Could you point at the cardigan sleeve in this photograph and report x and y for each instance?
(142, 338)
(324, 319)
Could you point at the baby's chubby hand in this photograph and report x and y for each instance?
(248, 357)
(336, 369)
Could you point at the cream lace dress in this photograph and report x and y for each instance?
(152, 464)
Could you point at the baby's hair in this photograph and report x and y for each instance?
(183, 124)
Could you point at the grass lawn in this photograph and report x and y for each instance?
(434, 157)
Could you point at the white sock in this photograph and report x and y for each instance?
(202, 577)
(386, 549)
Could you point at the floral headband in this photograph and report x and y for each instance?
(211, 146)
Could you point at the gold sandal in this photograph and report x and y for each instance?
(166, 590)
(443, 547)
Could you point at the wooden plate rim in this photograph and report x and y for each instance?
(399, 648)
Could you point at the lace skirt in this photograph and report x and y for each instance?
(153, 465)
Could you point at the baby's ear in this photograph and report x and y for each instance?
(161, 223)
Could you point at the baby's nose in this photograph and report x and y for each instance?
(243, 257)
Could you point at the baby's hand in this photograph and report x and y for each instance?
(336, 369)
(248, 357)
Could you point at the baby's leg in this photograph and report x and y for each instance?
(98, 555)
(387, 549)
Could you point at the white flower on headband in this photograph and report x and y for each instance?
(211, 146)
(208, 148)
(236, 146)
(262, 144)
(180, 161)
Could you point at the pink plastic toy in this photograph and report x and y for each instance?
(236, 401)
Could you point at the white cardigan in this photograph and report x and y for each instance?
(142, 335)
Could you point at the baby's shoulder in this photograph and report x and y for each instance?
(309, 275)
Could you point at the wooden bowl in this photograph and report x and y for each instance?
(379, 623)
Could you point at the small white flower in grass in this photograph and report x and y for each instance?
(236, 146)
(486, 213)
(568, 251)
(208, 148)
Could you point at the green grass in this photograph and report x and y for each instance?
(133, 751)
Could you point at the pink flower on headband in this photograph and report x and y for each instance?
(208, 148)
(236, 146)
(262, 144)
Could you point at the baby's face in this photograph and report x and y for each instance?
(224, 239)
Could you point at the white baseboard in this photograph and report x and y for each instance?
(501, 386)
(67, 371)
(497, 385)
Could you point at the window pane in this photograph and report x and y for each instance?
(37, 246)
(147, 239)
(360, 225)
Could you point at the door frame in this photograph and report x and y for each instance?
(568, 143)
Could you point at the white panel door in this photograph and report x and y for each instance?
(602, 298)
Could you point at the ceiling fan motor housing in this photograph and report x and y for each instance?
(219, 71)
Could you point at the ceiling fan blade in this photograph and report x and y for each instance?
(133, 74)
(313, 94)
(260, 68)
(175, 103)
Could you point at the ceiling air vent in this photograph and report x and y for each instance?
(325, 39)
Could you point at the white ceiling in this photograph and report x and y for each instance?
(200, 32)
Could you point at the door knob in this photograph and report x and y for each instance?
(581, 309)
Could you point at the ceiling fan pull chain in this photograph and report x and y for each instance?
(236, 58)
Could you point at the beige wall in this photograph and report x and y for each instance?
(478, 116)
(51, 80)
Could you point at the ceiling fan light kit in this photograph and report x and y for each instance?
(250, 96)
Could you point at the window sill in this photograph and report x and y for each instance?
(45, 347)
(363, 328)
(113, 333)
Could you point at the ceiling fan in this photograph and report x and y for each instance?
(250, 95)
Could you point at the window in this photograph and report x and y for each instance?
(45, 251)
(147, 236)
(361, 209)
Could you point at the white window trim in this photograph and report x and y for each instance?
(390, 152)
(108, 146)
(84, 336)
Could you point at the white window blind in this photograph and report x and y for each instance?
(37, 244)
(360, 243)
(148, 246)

-------

→ **WHAT THE EXERCISE ASKS**
For this task, print the records again exactly as they appear.

→ **SOLUTION TO THE EXERCISE**
Could you point at the cardigan sleeve in this photograph and report x and y for each instance?
(142, 338)
(324, 319)
Could you point at the baby's chubby hand in this photograph and report x and y for each instance?
(248, 357)
(336, 369)
Could you point at the cream lace dress in this photograph and report x and y for each instance?
(152, 464)
Could you point at the baby's hair in this photograph and report x and y for each instance?
(183, 124)
Could you point at the grass lawn in this photograph and report x and y for each instance?
(434, 157)
Could you point at the white sock in this photograph and report x and y for each instance?
(202, 577)
(386, 549)
Could you point at the floral headband in this photograph and report x and y for each instance?
(211, 146)
Could you point at the gold sandal in this photograph and report x and y for each instance?
(166, 590)
(443, 547)
Could you point at the wooden plate rim in this photograph and report x and y for each instance?
(399, 648)
Could you point at the lace skirt in this photograph and report x and y for each instance?
(153, 465)
Could you point at the baby's ear in this photograph and report x and y for each instance?
(161, 223)
Could you point at the baby's nose in this photograph and report x and y for each instance?
(243, 257)
Could you point at the baby's hand in this photograph and report x and y for each instance?
(336, 369)
(248, 357)
Could you point at the baby's leg in this photograph and report x and y for each instance?
(98, 555)
(387, 549)
Could you point at the white flower on headband in this photograph and report x and y for each instance?
(211, 146)
(208, 148)
(236, 146)
(262, 144)
(180, 161)
Could you point at the pink plastic toy in this photograph and report x and y for each instance?
(236, 401)
Could you point at the white cardigan in this photograph and report x and y for each instance?
(142, 335)
Could you point at the baby's shoulder in this photograph and report x and y for each instance?
(309, 275)
Could you point at the wooden bowl in this photograph and report x and y for each instance?
(379, 623)
Could you point at the small white flower in grass in this photograph and report x and y for each instance?
(236, 146)
(486, 213)
(568, 251)
(208, 148)
Could you point at the green grass in this photograph and report x and y for each instance?
(133, 751)
Could you point at the pink flower on headband in this photograph and report x and y for each instance?
(208, 148)
(236, 146)
(262, 144)
Could you point at the baby's face in this photograph and report x and y for each instance?
(224, 239)
Could you point at the white baseboard in this photograph and report x and y for each instance?
(501, 386)
(67, 371)
(497, 385)
Could you point at the window pane in this photograph and report x and y for each instance?
(37, 246)
(147, 239)
(360, 225)
Could you point at the door frame in this photograph and report x and y for each instance?
(568, 143)
Could you point at the white panel door in this photograph and report x and y for each instance?
(602, 298)
Could you point at the ceiling fan motor housing in this photograph and report x and y for each instance?
(219, 71)
Could you point at the ceiling fan blade in this photograph and report x and y for each instance?
(133, 74)
(313, 94)
(260, 68)
(175, 103)
Could you point at the ceiling air vent in this photograph and report x and y for each instance?
(325, 39)
Could you point at the white ceiling in this photograph and report x and y for each instance?
(200, 32)
Could you point at the door knob in this photograph and report x and y for each instance?
(581, 309)
Could you point at the ceiling fan pull chain in this photograph and report x and y for each instance?
(236, 58)
Could you point at the beige wall in this photograph and report x and y for each instance?
(478, 116)
(51, 80)
Could you point at the ceiling fan light kit in this photograph and report x and y for each instance?
(250, 96)
Could you point at the window sill in this photograph and report x and y for each instance?
(45, 347)
(363, 328)
(113, 333)
Could you point at the ceiling fan in this photograph and report x and y for each instance?
(250, 95)
Could you point at the window in this photograph and report x and y for each instance?
(45, 251)
(147, 236)
(361, 209)
Could you point at the white window trim in this photograph and report x and y for each instance?
(390, 152)
(108, 146)
(84, 336)
Could you point at the white window blind in this photograph and report x and y for each instance?
(37, 244)
(360, 243)
(148, 246)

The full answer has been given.